START Text provided
Sec. 5. Procedural rules: 

a. Regular meetings face to face or virtual of the Tinnitus Care Provider Oversight Committee shall be held no less than once per year. In addition to the one (1) meeting, the Tinnitus Care Provider Oversight Committee may meet, when necessary.   It is the policy of the IHS Board of Directors that Committee members attend all meetings of the Tinnitus Care Provider Oversight Committee, whether in person or by conference call.  Any committee member who is unable to attend a meeting must notify the IHS staff lead as soon as possible before the stated time of the meeting.  Airfare, hotel (room and tax), and/or other travel expenses are reimbursed to the Tinnitus Care Provider Oversight Committee members by IHS.

b. IHS staff will assemble and maintain meeting notes.  

c. Committee recommendations and reports will be submitted in writing to the IIHIS committee.  Documents will include both suggested action and justification for suggestions.  The board will respond/react to such recommendations/reports in writing through the Executive Director.

d. Members who are absent without reasonable cause from three successive meetings will be considered to have resigned their seat.  

e. While members are expected and encouraged to discuss the Tinnitus Care Provider Certificate Program within the hearing healthcare community, members shall not report opinions expressed in meetings, nor shall they report independently on committee action.

f. The committee agrees to follow the consensus decision-making.  This is defined as a group decision-making process that seeks the consent of all participants. Consensus may be defined professionally as an acceptable resolution, one that can be supported, even if not the "favorite" of each individual.
END Text provided
Reproduce word for word the portion of the procedural rules that starts with "b. IHS staff" and ends after "resigned their seat.".
START Information provided
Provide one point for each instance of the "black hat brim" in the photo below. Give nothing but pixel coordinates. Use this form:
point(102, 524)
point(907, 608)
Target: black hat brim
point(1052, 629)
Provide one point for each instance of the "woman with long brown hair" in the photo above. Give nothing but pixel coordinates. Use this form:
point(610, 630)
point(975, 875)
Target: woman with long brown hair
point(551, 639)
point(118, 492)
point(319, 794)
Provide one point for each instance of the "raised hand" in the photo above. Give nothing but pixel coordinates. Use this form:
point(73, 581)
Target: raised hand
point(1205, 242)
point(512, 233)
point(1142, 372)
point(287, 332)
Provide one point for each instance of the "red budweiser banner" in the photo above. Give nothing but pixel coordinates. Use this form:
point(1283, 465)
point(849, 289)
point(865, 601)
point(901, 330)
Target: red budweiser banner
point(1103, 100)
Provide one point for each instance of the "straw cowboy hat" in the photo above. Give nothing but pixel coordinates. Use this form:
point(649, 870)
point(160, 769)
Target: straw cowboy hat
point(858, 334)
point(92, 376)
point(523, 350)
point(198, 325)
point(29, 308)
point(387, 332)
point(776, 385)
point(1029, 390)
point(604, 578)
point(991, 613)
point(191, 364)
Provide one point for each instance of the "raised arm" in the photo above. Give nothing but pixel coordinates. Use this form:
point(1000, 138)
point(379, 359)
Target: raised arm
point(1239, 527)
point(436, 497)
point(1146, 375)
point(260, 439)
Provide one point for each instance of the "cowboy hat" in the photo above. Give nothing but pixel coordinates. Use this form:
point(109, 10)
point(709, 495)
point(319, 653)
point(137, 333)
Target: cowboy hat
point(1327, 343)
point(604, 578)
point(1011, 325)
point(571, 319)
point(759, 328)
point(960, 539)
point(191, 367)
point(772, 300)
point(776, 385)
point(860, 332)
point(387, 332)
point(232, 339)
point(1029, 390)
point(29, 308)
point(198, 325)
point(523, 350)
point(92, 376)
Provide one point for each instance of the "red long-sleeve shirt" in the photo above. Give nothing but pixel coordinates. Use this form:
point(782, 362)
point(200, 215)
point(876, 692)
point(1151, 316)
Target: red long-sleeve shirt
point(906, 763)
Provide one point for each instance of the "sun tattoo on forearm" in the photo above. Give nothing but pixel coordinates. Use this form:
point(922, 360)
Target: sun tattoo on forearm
END Information provided
### Written reply
b. IHS staff will assemble and maintain meeting notes.  

c. Committee recommendations and reports will be submitted in writing to the IIHIS committee.  Documents will include both suggested action and justification for suggestions.  The board will respond/react to such recommendations/reports in writing through the Executive Director.

d. Members who are absent without reasonable cause from three successive meetings will be considered to have resigned their seat.